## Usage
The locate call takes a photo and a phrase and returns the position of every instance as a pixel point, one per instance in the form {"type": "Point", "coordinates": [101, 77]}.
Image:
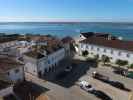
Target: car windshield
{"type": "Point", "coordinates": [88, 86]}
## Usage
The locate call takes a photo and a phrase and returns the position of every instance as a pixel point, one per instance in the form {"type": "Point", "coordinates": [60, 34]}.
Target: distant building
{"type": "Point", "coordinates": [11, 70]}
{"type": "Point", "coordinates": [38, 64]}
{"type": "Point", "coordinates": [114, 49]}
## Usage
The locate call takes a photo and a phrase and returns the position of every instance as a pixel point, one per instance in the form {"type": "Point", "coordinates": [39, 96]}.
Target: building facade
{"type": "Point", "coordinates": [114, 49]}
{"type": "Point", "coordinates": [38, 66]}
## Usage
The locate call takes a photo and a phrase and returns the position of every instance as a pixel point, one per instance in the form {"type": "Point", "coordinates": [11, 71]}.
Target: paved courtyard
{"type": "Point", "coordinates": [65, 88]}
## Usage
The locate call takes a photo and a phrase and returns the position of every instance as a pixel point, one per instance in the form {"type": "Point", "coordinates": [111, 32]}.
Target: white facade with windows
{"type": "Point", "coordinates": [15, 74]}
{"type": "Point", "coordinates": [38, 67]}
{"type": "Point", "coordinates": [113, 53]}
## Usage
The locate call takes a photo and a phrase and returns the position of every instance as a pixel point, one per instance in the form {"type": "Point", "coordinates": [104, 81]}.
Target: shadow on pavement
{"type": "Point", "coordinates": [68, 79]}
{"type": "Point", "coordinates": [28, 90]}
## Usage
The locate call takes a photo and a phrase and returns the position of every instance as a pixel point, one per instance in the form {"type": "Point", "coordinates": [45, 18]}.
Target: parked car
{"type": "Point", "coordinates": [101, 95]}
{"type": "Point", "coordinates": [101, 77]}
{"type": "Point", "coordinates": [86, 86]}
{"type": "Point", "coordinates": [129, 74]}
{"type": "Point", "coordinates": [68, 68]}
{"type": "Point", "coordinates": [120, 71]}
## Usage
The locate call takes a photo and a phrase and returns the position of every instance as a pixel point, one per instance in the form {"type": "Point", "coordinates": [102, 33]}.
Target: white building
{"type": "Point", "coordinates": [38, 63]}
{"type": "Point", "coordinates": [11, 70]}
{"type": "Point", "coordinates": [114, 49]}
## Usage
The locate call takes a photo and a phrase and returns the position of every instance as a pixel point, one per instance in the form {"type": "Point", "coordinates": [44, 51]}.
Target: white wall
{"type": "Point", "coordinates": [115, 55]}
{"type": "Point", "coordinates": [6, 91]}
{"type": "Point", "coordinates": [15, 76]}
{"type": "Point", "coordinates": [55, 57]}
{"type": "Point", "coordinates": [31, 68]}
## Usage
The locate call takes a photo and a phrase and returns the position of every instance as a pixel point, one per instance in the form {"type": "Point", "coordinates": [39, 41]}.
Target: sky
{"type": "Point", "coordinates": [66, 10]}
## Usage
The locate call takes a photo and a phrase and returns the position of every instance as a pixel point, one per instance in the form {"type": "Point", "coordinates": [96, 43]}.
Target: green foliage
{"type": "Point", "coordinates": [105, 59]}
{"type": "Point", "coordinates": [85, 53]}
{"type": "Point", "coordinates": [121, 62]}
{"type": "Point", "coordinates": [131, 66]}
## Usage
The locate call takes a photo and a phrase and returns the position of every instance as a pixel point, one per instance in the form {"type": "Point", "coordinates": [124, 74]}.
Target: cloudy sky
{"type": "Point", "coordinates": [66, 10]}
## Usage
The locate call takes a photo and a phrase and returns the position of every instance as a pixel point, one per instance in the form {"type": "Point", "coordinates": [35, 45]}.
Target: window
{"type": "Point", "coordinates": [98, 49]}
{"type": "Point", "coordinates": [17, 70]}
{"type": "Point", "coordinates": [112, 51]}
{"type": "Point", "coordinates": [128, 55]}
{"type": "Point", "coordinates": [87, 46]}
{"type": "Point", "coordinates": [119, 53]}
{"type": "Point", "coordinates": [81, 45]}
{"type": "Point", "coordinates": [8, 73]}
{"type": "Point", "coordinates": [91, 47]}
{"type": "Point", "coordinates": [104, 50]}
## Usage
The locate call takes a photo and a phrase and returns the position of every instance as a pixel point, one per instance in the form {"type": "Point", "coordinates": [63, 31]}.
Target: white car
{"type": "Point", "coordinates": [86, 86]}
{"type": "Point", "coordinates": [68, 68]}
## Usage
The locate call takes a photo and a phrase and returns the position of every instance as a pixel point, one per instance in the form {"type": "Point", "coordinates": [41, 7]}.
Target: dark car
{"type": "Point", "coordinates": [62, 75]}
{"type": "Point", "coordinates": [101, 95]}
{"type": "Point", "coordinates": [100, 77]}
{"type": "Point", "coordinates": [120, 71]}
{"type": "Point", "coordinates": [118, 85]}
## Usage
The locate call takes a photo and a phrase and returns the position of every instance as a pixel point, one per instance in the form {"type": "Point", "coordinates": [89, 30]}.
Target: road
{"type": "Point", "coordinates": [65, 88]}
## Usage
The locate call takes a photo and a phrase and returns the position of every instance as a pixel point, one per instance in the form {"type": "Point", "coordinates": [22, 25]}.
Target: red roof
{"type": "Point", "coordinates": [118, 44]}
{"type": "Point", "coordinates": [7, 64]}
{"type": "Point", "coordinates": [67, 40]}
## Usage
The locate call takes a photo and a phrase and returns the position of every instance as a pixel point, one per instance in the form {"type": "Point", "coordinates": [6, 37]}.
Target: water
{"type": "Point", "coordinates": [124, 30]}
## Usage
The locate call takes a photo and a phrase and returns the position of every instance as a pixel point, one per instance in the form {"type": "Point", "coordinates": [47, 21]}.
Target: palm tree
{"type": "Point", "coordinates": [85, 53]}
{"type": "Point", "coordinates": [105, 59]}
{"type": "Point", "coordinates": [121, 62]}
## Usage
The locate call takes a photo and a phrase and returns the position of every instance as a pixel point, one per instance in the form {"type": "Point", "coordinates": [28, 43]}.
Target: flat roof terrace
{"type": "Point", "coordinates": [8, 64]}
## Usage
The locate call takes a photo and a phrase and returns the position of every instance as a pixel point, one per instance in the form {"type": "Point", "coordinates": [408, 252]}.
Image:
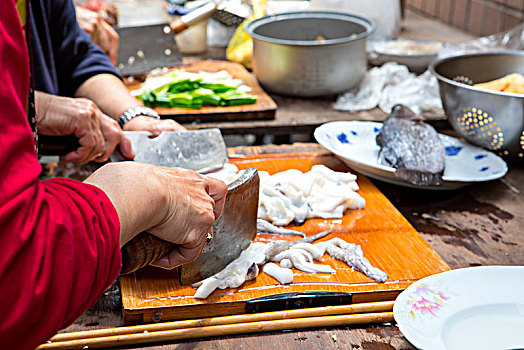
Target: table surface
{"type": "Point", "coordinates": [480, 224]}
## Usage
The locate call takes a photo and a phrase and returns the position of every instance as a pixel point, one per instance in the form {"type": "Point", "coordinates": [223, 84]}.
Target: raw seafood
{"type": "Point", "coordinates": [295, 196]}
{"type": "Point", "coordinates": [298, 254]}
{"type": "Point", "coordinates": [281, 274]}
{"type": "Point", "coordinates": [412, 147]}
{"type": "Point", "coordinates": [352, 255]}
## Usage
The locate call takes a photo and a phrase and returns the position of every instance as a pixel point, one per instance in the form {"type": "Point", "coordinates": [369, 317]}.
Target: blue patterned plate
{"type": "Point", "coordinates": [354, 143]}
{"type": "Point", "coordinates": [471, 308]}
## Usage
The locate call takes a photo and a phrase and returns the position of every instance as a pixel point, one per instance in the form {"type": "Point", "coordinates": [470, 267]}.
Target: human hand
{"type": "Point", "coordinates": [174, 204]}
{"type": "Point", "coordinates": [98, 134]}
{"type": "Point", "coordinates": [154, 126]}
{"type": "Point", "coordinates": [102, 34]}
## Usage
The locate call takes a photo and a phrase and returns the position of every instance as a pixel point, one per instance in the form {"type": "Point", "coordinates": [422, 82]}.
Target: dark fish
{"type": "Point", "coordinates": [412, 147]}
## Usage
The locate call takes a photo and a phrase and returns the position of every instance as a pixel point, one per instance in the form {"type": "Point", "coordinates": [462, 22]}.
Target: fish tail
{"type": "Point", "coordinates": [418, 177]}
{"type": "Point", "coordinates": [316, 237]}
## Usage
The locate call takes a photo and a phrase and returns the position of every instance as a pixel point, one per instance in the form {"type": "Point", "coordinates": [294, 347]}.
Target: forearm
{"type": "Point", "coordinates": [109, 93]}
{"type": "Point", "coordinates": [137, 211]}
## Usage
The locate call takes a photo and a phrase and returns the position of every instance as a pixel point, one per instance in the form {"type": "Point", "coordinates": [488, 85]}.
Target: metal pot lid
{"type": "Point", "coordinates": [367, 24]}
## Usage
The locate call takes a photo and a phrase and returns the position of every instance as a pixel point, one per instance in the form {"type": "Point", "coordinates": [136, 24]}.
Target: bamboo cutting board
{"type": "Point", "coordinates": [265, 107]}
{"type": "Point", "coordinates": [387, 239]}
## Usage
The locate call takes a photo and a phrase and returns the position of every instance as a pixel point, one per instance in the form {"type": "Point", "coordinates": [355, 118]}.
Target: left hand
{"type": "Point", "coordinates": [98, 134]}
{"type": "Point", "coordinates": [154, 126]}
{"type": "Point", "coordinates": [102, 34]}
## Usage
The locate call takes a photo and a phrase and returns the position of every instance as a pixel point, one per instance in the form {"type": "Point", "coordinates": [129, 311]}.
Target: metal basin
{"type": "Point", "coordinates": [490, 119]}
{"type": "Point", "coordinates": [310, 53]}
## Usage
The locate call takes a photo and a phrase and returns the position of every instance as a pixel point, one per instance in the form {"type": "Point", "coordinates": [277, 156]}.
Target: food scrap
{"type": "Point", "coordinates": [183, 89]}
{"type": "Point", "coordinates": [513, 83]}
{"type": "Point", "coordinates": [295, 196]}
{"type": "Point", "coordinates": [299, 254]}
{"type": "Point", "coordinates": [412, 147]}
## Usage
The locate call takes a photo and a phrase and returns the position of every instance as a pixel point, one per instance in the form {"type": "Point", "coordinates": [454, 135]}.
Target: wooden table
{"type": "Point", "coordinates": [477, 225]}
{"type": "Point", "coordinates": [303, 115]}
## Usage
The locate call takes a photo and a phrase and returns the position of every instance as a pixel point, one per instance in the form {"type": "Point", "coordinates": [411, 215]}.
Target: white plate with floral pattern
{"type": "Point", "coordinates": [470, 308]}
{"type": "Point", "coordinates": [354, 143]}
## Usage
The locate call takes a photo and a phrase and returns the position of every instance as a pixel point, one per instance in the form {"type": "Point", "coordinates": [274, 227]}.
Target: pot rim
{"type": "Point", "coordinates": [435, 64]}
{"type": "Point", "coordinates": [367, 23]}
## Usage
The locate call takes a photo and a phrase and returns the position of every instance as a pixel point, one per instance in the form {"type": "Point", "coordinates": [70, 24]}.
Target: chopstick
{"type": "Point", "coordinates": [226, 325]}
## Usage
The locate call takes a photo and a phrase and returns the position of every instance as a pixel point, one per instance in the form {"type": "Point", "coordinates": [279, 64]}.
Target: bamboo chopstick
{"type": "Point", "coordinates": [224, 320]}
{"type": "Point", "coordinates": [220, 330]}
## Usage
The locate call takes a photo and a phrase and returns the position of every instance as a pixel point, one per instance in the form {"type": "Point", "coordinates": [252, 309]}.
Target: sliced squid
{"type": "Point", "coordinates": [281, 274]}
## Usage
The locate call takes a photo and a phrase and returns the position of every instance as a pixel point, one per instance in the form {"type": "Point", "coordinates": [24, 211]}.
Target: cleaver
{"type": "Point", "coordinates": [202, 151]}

TASK TO COMPLETE ▸
Count the lines in the records that contain the word "bamboo", and reply with only that number.

RESULT OF THIS EXERCISE ▸
2